* [What you will do]: Reproduce every one of the rows below word for word, keeping each line unchanged and in its original order.

* [Material for the task]:

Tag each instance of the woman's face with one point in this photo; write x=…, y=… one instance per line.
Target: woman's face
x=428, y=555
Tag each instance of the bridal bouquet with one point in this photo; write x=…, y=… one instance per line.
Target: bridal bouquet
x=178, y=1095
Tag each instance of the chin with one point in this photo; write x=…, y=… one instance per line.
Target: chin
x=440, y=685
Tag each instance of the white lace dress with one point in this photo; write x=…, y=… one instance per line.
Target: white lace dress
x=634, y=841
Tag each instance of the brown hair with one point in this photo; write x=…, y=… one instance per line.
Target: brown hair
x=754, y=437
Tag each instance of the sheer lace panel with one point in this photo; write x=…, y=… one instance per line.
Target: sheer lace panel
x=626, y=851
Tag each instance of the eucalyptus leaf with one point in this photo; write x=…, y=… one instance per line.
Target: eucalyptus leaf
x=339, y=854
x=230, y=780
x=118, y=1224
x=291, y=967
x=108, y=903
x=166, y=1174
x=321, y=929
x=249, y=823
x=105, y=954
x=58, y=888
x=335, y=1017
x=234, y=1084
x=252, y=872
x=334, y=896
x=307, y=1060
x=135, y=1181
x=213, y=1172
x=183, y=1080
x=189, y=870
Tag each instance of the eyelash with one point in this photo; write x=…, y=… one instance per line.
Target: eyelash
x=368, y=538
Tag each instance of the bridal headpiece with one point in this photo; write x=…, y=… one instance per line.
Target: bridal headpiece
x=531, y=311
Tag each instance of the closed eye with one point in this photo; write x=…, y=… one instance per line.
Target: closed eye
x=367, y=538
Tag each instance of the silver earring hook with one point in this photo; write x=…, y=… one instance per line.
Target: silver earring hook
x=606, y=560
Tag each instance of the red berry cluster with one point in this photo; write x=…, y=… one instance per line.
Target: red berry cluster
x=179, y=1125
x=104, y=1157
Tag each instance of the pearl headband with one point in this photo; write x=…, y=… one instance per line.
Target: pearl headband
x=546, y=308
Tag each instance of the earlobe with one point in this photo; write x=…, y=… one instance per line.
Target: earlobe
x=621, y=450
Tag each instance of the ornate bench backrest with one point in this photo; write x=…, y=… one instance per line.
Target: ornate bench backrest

* [Task response]:
Tag each instance of the woman's face with one point in this photo; write x=…, y=… one instance per line.
Target: woman's face
x=428, y=555
Tag each instance of the bridal bouquet with one point in this photo; write x=…, y=… one instance per line.
Target: bridal bouquet
x=178, y=1095
Tag each instance of the chin with one point in this photo; write x=…, y=… one instance per line.
Target: chin
x=440, y=685
Tag each instance of the white lace dress with one point in this photo; write x=…, y=… one instance per line.
Target: white lace dress
x=634, y=841
Tag each instance of the brown hair with one point in this photo; write x=…, y=… one instance per line.
Target: brown hair
x=754, y=437
Tag each instance of the sheer lace panel with one point in this photo; write x=…, y=… one instance per line.
Target: sheer lace panel
x=626, y=851
Tag each instance of the eucalyptus leaf with one point in this photo; write x=…, y=… one instance per line.
Target: eucalyptus leaf
x=339, y=854
x=230, y=780
x=118, y=1224
x=291, y=967
x=108, y=903
x=166, y=1174
x=321, y=929
x=249, y=823
x=105, y=954
x=58, y=888
x=335, y=1017
x=234, y=1084
x=252, y=872
x=334, y=896
x=307, y=1060
x=135, y=1181
x=213, y=1172
x=183, y=1080
x=189, y=870
Tag each instance of the eyelash with one point in this photo; write x=…, y=… one instance per line.
Target: eyelash
x=368, y=538
Tag each instance of the bridal headpiece with one point in this photo; write x=…, y=… one instance per line.
Target: bridal headpiece
x=531, y=311
Tag each instance of the closed eye with one point in this photo; write x=…, y=… one instance per line.
Target: closed eye
x=367, y=538
Tag each instance of the silver earring hook with one point in this photo; write x=…, y=… one instance per line.
Target: silver earring hook
x=606, y=560
Tag each instance of the red berry cluster with one point in this photo; write x=…, y=… one instance per line.
Target: red berry cluster
x=179, y=1125
x=104, y=1157
Tag each instance of the pearl headband with one point in this photo; write x=…, y=… one instance per line.
Target: pearl headband
x=546, y=308
Tag each instance of the earlobe with one point in this photo; write x=…, y=… one instance per line.
Target: earlobe
x=621, y=450
Tag each instance of the ornate bench backrest with one point in this photo; write x=…, y=… one instance per line.
Target: ornate bench backrest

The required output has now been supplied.